WORK TO DO — Please repeat the lines starting at the line containing "query (the noun phrase to segment): blue" and ending at the line containing "[[373,16],[316,125],[420,214],[501,109]]", scaling every coordinate in the answers by 1.7 and rounding each to a whole number, with halves going up. Leave everything else in those lines unchanged.

------------------------------------------------------------

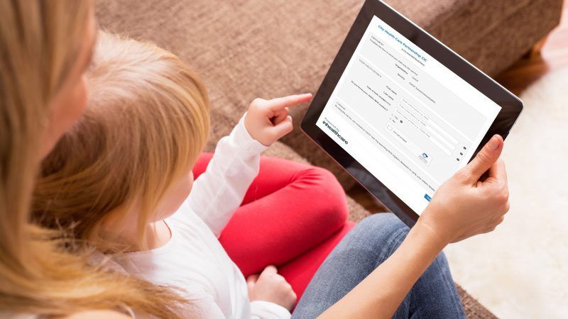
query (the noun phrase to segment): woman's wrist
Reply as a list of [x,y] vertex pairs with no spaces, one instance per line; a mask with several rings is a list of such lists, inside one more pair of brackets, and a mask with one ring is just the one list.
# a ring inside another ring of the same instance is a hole
[[[427,208],[427,209],[428,208]],[[422,216],[424,216],[424,213],[422,213]],[[420,241],[423,242],[425,245],[440,252],[452,242],[449,236],[439,229],[439,225],[422,217],[418,218],[416,224],[410,230],[410,233],[413,233],[417,234],[420,237]]]

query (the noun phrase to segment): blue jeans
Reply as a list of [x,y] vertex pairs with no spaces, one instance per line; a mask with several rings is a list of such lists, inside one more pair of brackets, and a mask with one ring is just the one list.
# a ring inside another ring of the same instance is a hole
[[[361,220],[317,270],[292,318],[320,315],[386,260],[409,230],[393,213],[375,214]],[[415,284],[393,318],[465,318],[443,252]]]

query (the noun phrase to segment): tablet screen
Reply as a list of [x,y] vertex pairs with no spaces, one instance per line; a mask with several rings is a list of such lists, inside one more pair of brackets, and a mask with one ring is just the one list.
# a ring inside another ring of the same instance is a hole
[[373,16],[316,125],[420,214],[501,109]]

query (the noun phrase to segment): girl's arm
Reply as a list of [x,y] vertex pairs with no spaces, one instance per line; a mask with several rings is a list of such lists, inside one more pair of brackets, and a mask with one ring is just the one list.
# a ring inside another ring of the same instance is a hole
[[195,180],[186,201],[217,237],[258,174],[260,154],[266,148],[248,134],[244,116],[219,140],[207,169]]
[[390,318],[447,245],[495,229],[509,209],[502,149],[503,139],[493,136],[439,187],[395,253],[321,318]]
[[187,198],[190,208],[219,236],[258,174],[260,153],[292,130],[288,107],[312,94],[255,99],[229,136],[217,143]]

------------------------------------------------------------

IN RESPONSE —
query (the noun phrase to segment): blue jeans
Reply as a list of [x,y] vertex pairs with no spaces, one instance per line; a mask with several rings is a list of such lists, inside one more pair of brackets, and a mask with one ring is just the one list.
# a ring inside another ring of the same instance is a hole
[[[614,374],[539,459],[496,541],[544,536],[656,442],[695,391],[668,362],[638,364]],[[706,483],[668,541],[791,541],[753,428]]]

query (the noun phrase to segment): tablet screen
Reply as a list of [x,y] vertex pairs with no spaces, one instance per line; a mask with several rings is a list of such lists, inside one more pair of brackets, and a mask with one ring is just the one list.
# a ring inside another ring of the same instance is a hole
[[634,27],[537,213],[714,364],[852,185]]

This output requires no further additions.